Problem to work on: In the entries that follow, identify the line containing "Target = chrome cabinet handle" and return it together with all later lines, exactly as they appear.

Material provided:
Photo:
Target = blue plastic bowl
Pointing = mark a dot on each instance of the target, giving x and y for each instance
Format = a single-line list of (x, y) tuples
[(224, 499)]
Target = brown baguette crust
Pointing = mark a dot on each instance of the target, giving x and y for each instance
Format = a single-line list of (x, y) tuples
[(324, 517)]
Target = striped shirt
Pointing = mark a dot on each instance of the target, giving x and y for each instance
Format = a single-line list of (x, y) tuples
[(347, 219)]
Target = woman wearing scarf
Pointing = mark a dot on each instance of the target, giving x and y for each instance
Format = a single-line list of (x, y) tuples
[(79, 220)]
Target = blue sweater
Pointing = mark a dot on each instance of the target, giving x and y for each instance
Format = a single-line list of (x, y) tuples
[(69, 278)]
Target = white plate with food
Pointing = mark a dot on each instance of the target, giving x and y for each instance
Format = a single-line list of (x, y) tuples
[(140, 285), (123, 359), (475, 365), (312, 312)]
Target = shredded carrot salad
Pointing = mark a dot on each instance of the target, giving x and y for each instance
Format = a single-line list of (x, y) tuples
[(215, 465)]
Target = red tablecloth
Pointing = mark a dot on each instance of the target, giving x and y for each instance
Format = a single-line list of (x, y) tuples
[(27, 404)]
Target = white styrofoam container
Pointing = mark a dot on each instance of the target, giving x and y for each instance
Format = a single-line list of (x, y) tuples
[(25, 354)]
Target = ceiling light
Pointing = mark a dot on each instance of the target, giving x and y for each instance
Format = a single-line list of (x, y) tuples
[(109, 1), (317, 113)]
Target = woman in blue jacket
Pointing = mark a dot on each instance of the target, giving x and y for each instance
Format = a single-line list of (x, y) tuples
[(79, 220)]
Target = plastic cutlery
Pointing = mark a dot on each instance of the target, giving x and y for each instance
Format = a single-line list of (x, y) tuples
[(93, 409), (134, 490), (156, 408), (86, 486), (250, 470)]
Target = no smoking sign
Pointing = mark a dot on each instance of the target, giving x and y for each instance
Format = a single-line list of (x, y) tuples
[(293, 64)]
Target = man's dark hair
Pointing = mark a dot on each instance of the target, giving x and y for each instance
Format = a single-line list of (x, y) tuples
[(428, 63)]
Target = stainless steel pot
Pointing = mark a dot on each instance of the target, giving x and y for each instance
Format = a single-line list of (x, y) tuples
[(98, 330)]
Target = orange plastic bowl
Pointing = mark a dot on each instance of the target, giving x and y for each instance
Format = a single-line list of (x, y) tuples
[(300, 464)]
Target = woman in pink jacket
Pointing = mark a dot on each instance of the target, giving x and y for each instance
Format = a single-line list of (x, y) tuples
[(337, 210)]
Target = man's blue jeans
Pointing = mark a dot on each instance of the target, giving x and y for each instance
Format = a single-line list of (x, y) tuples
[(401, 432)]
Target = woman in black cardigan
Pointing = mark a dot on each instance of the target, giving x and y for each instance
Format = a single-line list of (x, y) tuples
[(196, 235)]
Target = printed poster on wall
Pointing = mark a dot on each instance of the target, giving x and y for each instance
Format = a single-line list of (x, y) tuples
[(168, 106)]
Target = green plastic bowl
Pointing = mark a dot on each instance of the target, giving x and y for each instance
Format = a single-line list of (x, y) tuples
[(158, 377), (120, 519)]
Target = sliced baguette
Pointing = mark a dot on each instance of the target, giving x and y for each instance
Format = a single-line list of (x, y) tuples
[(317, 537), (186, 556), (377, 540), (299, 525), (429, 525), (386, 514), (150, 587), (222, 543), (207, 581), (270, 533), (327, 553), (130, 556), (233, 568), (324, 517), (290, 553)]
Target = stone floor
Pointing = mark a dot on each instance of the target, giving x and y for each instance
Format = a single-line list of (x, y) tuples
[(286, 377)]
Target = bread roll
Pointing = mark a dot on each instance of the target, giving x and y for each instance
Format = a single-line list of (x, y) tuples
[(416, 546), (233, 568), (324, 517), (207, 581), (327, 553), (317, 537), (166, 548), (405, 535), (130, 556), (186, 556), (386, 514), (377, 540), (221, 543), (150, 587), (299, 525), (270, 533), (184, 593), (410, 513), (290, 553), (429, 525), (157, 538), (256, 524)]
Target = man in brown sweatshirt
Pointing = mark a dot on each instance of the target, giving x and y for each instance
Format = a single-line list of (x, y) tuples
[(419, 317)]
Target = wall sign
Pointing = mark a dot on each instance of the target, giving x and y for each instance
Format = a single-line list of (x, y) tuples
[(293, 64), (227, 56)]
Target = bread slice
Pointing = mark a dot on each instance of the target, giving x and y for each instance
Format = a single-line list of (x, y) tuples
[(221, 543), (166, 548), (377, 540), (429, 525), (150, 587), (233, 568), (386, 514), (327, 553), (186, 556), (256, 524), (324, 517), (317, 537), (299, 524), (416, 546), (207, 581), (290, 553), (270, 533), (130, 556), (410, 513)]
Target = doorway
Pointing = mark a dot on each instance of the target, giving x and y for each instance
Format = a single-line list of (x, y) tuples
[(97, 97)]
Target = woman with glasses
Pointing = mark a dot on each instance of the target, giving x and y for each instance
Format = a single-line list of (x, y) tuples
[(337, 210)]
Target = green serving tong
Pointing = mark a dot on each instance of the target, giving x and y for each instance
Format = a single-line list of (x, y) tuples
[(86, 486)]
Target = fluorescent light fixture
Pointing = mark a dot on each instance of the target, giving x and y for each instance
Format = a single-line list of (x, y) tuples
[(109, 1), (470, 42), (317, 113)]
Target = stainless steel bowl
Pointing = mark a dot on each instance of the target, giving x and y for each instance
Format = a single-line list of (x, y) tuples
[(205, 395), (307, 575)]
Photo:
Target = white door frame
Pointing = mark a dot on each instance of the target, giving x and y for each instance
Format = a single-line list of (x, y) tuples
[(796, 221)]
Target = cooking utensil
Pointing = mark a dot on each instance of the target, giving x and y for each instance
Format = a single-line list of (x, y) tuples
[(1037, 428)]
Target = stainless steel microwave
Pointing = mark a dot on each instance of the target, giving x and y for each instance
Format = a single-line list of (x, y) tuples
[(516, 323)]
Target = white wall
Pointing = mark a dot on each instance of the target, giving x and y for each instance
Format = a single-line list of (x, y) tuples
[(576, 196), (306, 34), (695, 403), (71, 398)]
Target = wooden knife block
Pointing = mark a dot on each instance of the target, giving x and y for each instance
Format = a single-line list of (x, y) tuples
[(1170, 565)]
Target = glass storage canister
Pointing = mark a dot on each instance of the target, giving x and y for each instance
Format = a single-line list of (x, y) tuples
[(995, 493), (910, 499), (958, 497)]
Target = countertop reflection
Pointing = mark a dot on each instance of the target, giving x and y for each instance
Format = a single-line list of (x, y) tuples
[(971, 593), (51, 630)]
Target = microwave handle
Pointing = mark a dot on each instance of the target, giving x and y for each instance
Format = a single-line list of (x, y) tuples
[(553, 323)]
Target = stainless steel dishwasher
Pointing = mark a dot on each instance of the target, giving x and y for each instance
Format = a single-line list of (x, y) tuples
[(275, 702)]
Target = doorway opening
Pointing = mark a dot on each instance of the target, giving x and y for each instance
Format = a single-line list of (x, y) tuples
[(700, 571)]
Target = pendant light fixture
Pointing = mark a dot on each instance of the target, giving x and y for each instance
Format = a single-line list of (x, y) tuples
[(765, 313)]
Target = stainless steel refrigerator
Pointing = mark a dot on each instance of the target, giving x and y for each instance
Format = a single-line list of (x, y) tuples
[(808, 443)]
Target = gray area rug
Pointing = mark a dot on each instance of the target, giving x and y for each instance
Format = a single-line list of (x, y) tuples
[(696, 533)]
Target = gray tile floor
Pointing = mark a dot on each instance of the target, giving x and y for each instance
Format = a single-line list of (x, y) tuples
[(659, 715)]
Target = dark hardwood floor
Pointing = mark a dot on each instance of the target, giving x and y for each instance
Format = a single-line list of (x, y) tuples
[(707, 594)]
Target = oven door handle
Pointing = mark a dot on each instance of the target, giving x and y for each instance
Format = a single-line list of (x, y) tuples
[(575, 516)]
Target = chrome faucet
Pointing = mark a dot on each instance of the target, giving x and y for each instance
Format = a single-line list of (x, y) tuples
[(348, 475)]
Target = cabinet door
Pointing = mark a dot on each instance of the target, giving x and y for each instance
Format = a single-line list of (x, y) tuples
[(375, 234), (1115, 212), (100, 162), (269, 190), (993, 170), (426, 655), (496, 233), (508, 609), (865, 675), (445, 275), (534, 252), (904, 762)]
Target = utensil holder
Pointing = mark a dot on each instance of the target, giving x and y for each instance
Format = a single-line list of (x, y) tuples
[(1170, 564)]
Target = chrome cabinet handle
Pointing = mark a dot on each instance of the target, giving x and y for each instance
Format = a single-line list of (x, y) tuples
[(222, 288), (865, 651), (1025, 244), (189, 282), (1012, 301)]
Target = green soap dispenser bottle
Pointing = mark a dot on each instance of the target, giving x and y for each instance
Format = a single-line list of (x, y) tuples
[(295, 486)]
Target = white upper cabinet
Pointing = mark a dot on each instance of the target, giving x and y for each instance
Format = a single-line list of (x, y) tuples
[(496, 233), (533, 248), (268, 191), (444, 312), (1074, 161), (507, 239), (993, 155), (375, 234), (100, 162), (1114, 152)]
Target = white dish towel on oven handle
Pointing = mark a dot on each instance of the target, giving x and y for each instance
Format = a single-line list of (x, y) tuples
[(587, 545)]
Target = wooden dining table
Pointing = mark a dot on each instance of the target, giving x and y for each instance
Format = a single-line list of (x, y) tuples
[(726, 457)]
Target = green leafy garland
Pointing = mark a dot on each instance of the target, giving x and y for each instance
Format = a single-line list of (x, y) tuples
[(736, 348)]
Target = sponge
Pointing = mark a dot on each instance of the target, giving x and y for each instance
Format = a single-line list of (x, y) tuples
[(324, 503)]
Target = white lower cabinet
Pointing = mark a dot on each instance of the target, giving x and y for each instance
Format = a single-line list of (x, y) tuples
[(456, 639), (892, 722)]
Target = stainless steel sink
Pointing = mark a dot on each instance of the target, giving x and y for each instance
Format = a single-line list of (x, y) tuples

Full solution:
Target = chrome cabinet handle
Pointing = mark a dot on each instance of the target, giving x and y for each instance
Format = a single-line list of (x, y) tuples
[(222, 288), (865, 651), (1025, 244), (189, 282), (1012, 301)]
Target = green soap dispenser bottle
Pointing = mark a dot on each instance of the target, giving x and y for each instance
Format = a single-line list of (x, y) tuples
[(295, 486)]
Target = white upper cabinet
Pointing = mark a dot on each instance of the target, giving x and y for each instance
Format = a single-line list of (x, y) tuples
[(496, 233), (533, 248), (268, 191), (444, 312), (1074, 161), (507, 239), (993, 155), (375, 234), (100, 162), (1114, 152)]
Target = white dish towel on oven handle
Pointing = mark a dot on each instance of the target, giving x and y for each instance
Format = a single-line list of (x, y) tuples
[(587, 545)]
Target = wooden dining table
Pointing = mark a dot on each instance of the target, giving x and y for each instance
Format = a single-line list of (x, y) tuples
[(726, 457)]
Target = green leafy garland
Pointing = mark a dot on each instance of the target, giving x and y for each instance
Format = a single-line list of (x, y) tuples
[(736, 348)]
Target = sponge
Pointing = mark a dot on each instance of the target, giving x and y for each instance
Format = a single-line list of (x, y) tuples
[(324, 503)]
Target = white lower cabinet
Pointing = mark a dot on each instance of the target, giving x and y for each instance
Format = a single-line list of (x, y) tuples
[(456, 639), (892, 722)]
Target = stainless steel sink
Pointing = mark a dot on each instance of the target, giving x and y for each instance
Format = a single-line list of (x, y) tuples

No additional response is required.